Work required:
Pick out each line of the records below that contains the word "white", and copy those lines.

Dataset extract:
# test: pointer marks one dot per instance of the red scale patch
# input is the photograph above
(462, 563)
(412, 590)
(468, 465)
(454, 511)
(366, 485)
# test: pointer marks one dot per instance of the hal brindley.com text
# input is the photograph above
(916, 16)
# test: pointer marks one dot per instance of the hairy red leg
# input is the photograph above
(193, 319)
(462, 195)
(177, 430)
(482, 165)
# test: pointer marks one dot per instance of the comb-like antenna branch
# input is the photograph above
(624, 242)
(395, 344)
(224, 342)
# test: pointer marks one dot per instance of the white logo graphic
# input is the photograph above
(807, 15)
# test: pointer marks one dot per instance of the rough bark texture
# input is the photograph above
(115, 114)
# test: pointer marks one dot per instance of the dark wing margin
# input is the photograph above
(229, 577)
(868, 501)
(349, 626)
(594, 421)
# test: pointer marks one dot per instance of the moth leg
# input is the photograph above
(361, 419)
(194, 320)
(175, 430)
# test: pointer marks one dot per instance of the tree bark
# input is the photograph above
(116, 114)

--

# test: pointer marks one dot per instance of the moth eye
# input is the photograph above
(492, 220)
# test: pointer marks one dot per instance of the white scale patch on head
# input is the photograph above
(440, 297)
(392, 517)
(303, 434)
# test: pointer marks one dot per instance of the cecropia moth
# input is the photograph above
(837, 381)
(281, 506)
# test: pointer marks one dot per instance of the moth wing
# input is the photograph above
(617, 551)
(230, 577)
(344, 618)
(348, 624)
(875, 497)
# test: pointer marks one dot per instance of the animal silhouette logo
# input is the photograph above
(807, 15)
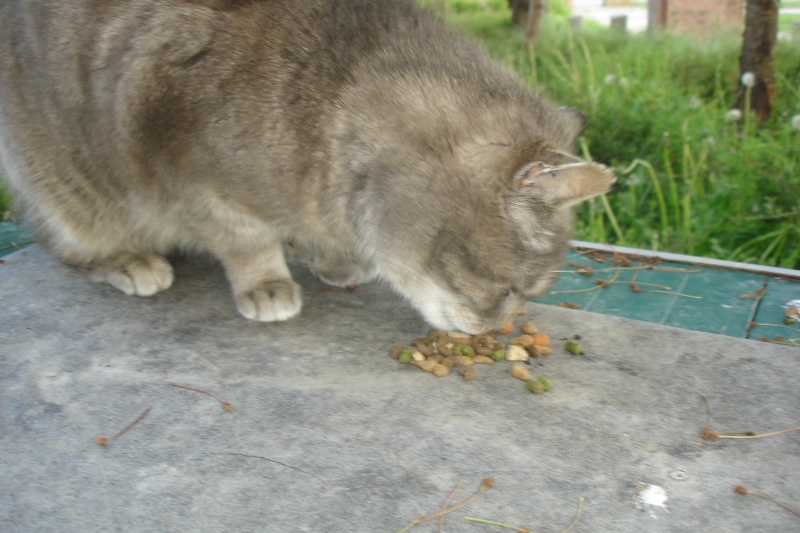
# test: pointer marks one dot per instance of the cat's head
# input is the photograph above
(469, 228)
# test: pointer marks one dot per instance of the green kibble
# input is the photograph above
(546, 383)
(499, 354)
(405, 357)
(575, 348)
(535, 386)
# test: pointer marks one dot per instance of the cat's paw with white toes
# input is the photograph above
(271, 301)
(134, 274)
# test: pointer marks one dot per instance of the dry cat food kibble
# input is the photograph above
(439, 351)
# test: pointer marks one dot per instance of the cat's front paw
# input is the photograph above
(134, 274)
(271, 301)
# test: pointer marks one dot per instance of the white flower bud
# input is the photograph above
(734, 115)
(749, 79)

* * *

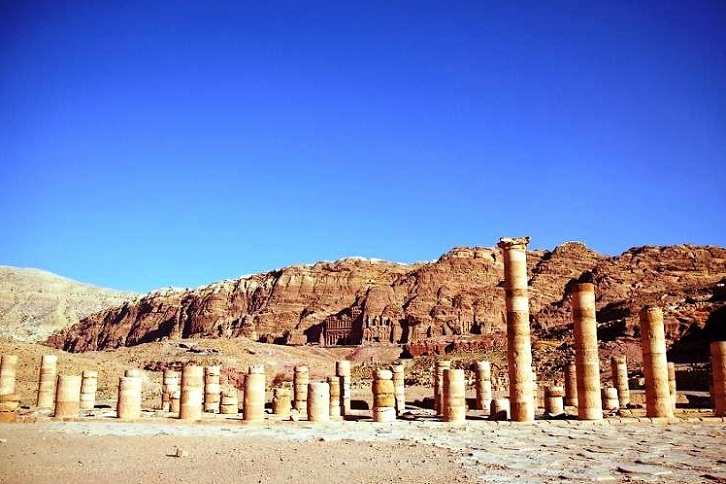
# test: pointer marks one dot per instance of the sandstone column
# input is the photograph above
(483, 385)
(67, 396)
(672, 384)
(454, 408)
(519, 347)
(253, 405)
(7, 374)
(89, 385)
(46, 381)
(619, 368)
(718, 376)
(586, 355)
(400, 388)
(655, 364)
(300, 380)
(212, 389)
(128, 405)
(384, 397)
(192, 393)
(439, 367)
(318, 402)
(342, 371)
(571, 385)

Task response:
# test: pointer marks one dot per instance of the white logo graphic
# test: pointer marks one dot per instance of the white scale patch on head
# test: pointer marks one dot per instance of the cat's paw with white toes
# test: pointer marks one dot per instance of the white flower bud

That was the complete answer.